[Task details]:
Produce an exact copy of all the data below, dropping every image.

[Given records]:
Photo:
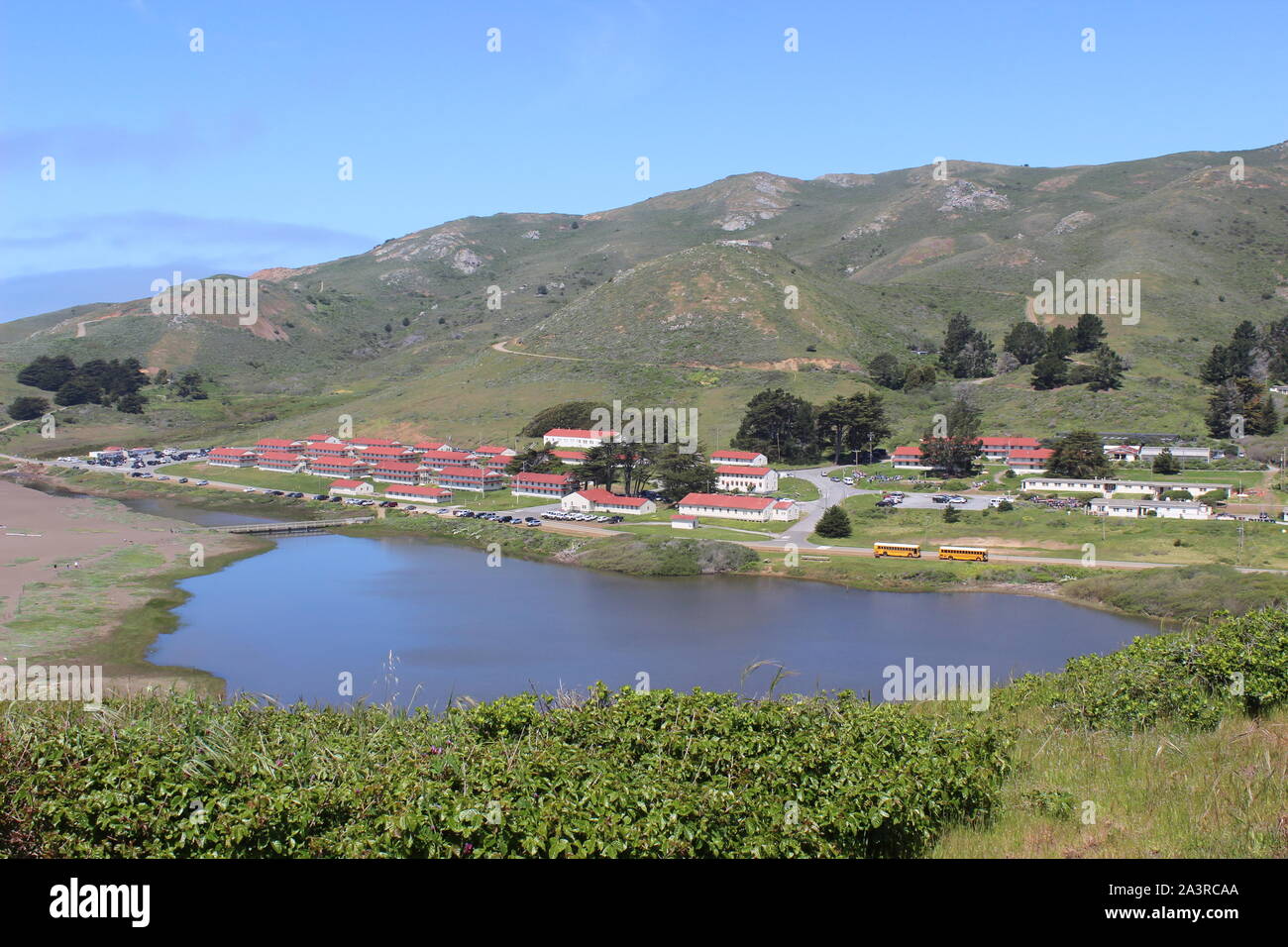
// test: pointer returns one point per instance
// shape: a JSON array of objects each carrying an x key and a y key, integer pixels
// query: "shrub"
[
  {"x": 835, "y": 523},
  {"x": 1190, "y": 678},
  {"x": 635, "y": 775}
]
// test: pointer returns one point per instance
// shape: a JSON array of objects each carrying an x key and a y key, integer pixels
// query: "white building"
[
  {"x": 755, "y": 508},
  {"x": 347, "y": 487},
  {"x": 732, "y": 458},
  {"x": 1108, "y": 487},
  {"x": 747, "y": 479},
  {"x": 1163, "y": 509},
  {"x": 596, "y": 500},
  {"x": 578, "y": 437}
]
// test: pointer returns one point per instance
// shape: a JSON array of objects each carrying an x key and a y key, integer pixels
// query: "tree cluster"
[
  {"x": 1240, "y": 402},
  {"x": 98, "y": 381}
]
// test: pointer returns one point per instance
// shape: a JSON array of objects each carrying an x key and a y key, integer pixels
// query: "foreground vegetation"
[{"x": 1172, "y": 746}]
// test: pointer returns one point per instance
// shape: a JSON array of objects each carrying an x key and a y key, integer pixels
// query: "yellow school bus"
[{"x": 901, "y": 549}]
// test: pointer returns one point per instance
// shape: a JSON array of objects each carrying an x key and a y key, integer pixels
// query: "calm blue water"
[{"x": 290, "y": 621}]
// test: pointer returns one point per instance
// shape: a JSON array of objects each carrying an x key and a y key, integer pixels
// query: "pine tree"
[
  {"x": 1051, "y": 371},
  {"x": 1025, "y": 341},
  {"x": 1080, "y": 455},
  {"x": 1164, "y": 463},
  {"x": 1089, "y": 333}
]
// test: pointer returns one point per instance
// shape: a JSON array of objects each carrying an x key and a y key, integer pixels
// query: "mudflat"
[{"x": 71, "y": 566}]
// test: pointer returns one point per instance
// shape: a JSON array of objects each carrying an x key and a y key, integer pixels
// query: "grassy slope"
[{"x": 862, "y": 290}]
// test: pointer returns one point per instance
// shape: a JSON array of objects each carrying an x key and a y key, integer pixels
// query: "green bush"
[
  {"x": 1189, "y": 678},
  {"x": 636, "y": 775}
]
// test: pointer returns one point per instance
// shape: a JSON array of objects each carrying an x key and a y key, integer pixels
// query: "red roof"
[
  {"x": 395, "y": 451},
  {"x": 338, "y": 464},
  {"x": 417, "y": 491},
  {"x": 581, "y": 432},
  {"x": 604, "y": 497},
  {"x": 729, "y": 502},
  {"x": 473, "y": 474},
  {"x": 553, "y": 479},
  {"x": 1012, "y": 442}
]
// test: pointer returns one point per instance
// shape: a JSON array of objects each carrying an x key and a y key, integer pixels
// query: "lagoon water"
[{"x": 291, "y": 621}]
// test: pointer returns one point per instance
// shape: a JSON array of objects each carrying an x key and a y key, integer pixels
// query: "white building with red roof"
[
  {"x": 732, "y": 458},
  {"x": 365, "y": 442},
  {"x": 756, "y": 508},
  {"x": 550, "y": 486},
  {"x": 338, "y": 467},
  {"x": 999, "y": 449},
  {"x": 578, "y": 437},
  {"x": 399, "y": 472},
  {"x": 1029, "y": 459},
  {"x": 377, "y": 455},
  {"x": 281, "y": 462},
  {"x": 281, "y": 445},
  {"x": 347, "y": 487},
  {"x": 442, "y": 460},
  {"x": 327, "y": 450},
  {"x": 748, "y": 479},
  {"x": 909, "y": 458},
  {"x": 475, "y": 478},
  {"x": 492, "y": 451},
  {"x": 419, "y": 495},
  {"x": 597, "y": 500},
  {"x": 231, "y": 457}
]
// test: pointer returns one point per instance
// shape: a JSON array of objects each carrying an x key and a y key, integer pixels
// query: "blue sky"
[{"x": 226, "y": 159}]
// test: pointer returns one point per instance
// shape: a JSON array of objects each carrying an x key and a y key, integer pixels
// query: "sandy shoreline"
[{"x": 72, "y": 567}]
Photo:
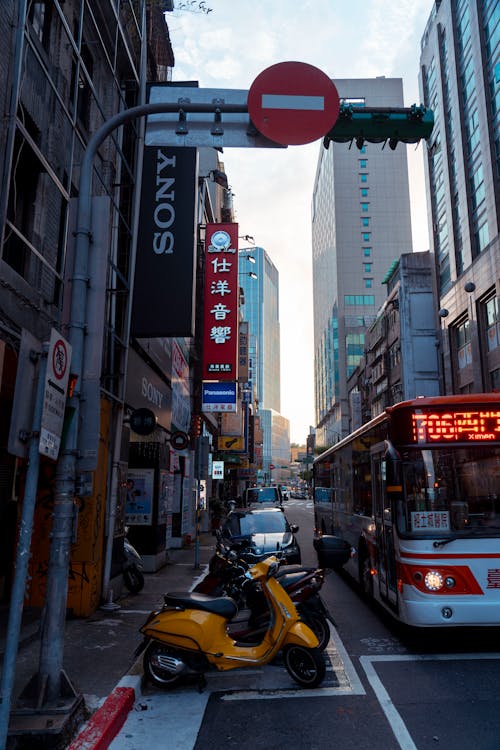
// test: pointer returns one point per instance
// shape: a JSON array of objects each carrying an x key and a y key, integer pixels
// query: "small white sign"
[
  {"x": 218, "y": 470},
  {"x": 54, "y": 395}
]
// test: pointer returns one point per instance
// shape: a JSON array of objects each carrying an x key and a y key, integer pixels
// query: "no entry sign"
[{"x": 293, "y": 103}]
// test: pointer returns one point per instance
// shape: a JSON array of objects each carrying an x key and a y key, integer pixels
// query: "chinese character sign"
[{"x": 220, "y": 341}]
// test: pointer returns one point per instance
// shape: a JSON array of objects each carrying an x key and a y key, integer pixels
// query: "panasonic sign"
[{"x": 219, "y": 397}]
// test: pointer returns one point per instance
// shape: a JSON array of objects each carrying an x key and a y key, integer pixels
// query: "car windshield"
[
  {"x": 245, "y": 524},
  {"x": 451, "y": 491},
  {"x": 262, "y": 495}
]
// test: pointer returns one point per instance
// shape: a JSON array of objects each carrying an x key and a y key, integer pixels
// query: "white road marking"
[{"x": 394, "y": 718}]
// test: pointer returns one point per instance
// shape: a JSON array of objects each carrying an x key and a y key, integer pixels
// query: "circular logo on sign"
[
  {"x": 59, "y": 359},
  {"x": 221, "y": 240},
  {"x": 179, "y": 440}
]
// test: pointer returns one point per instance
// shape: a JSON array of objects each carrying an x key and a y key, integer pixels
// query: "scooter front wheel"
[
  {"x": 305, "y": 665},
  {"x": 162, "y": 666},
  {"x": 319, "y": 625}
]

[Written answer]:
Photo:
// test: pointer returns one point per instance
// shape: a JSON array of objects each carrying an x key and a y key, integer pixels
// query: "shrub"
[
  {"x": 835, "y": 523},
  {"x": 1190, "y": 678},
  {"x": 635, "y": 775}
]
// test: pointer returns one point per instance
// shape: a JSON array of objects each carrying an x key and a y key, integer pixels
// query: "white building"
[
  {"x": 755, "y": 508},
  {"x": 347, "y": 487},
  {"x": 732, "y": 458},
  {"x": 1108, "y": 487},
  {"x": 747, "y": 479},
  {"x": 1163, "y": 509},
  {"x": 596, "y": 500},
  {"x": 578, "y": 437}
]
// test: pointer returns one point per instance
// shape: a JSON array of objects each carrying an x key and a y key, integer pixels
// query: "tree cluster"
[
  {"x": 1240, "y": 402},
  {"x": 98, "y": 381}
]
// test: pointer returns one point per instance
// shape: a JSON array of objects each carrying an x key and a y key, integer pixels
// query: "foreground vegetation"
[{"x": 1172, "y": 746}]
// test: pointer returns one point per instance
// shape: a JSON array of objects each carrying an x key and a y key, integer pixels
// query: "yellow school bus"
[{"x": 901, "y": 549}]
// test: pointer returns one point per instance
// shape: a JSON array of objects each carrying an x key and a y key, integer pixels
// query: "calm blue water"
[{"x": 290, "y": 621}]
// test: pointer returns one point per instance
// shape: a JSON array of objects each carrying an x key and a y key, integer pixels
// query: "pine tree"
[
  {"x": 1051, "y": 371},
  {"x": 1025, "y": 341},
  {"x": 1080, "y": 455},
  {"x": 1164, "y": 463},
  {"x": 1089, "y": 333}
]
// test: pointer returns one point per instance
// shape: a JSON array of objects each carrying an x key and a y key, integer pixels
// query: "mudflat"
[{"x": 71, "y": 566}]
// test: pointer returns one point per instance
// shape: a JSON array of objects each carrying an x key and a y key, integer pixels
// query: "grassy slope"
[{"x": 862, "y": 290}]
// test: pointer returns one point per instance
// shape: a JSON array of objects each carrying an x key and a y key, integer pixels
// query: "green bush"
[
  {"x": 1189, "y": 678},
  {"x": 636, "y": 775}
]
// test: pointer returns one point per instance
// shape: a JSON array of objects each carrying an x key and a y key, integer pixels
// query: "red roof"
[
  {"x": 395, "y": 451},
  {"x": 338, "y": 464},
  {"x": 417, "y": 491},
  {"x": 581, "y": 432},
  {"x": 604, "y": 497},
  {"x": 729, "y": 502},
  {"x": 473, "y": 474},
  {"x": 553, "y": 479},
  {"x": 1012, "y": 442}
]
// test: pointer returns one point per instance
// shape: a JSON array of objects each carrying an x key and a y key, integer pixels
// query: "lagoon water"
[{"x": 291, "y": 621}]
// test: pointer returns one point per instance
// shape: a JSON array of objects each carrying an x key and a y key, integer pixels
// query: "white building with red roof"
[
  {"x": 732, "y": 458},
  {"x": 365, "y": 442},
  {"x": 756, "y": 508},
  {"x": 550, "y": 486},
  {"x": 338, "y": 467},
  {"x": 999, "y": 449},
  {"x": 578, "y": 437},
  {"x": 399, "y": 472},
  {"x": 1029, "y": 459},
  {"x": 377, "y": 455},
  {"x": 281, "y": 462},
  {"x": 281, "y": 445},
  {"x": 347, "y": 487},
  {"x": 442, "y": 460},
  {"x": 327, "y": 450},
  {"x": 748, "y": 479},
  {"x": 909, "y": 458},
  {"x": 475, "y": 478},
  {"x": 492, "y": 451},
  {"x": 419, "y": 495},
  {"x": 597, "y": 500},
  {"x": 231, "y": 457}
]
// test: pointer returns one point per instance
// shape: a JSON array of objects each carrying an x key and a y key, integer pixels
// query: "blue sky"
[{"x": 226, "y": 159}]
// test: pointer returns one point per instance
// shape: a JSON array of objects each carrying an x key and a y key, integer pixels
// query: "sandy shoreline"
[{"x": 72, "y": 567}]
Photo:
// test: pointer returns one point per instance
// shape: a JSON array of objects each carrying an x key and a y key, integer pixels
// query: "small white sign"
[
  {"x": 218, "y": 470},
  {"x": 54, "y": 395}
]
// test: pointer returns one point per instance
// shape: a JSON array of objects each carrying an x key and a y key, integer pixels
// query: "no entry sign"
[{"x": 293, "y": 103}]
// test: pointer returns one point per instance
// shape: a JSON array of objects each carrying an x key and a y key, integer pixels
// query: "chinese character sign"
[{"x": 220, "y": 341}]
// test: pointer returns one point per instance
// shape: a JSON array of objects each carrying an x key and a y key, integer pixels
// query: "panasonic sign"
[{"x": 219, "y": 397}]
// test: pointer returns one point per instance
// shape: a JSON array of objects each carrying an x key and a y key, integer pixels
// query: "car windshield"
[
  {"x": 245, "y": 524},
  {"x": 451, "y": 491},
  {"x": 262, "y": 495}
]
// test: pointer returns one point per instance
// shape: a JSON array of objects each carrying an x key and a y key, integer pixels
// query: "white road marking"
[{"x": 394, "y": 718}]
// test: pointer returns one point per instance
// shape: a JSON array of objects each carrying an x key and a y key, integer pixels
// query: "circular logo on sign"
[
  {"x": 59, "y": 359},
  {"x": 221, "y": 240},
  {"x": 179, "y": 440}
]
// test: pointer returns one point per instance
// shape: a JSON array of objects each carrying an x key and a y key, integer pixels
// query: "scooter front wheel"
[
  {"x": 305, "y": 665},
  {"x": 162, "y": 666},
  {"x": 319, "y": 625}
]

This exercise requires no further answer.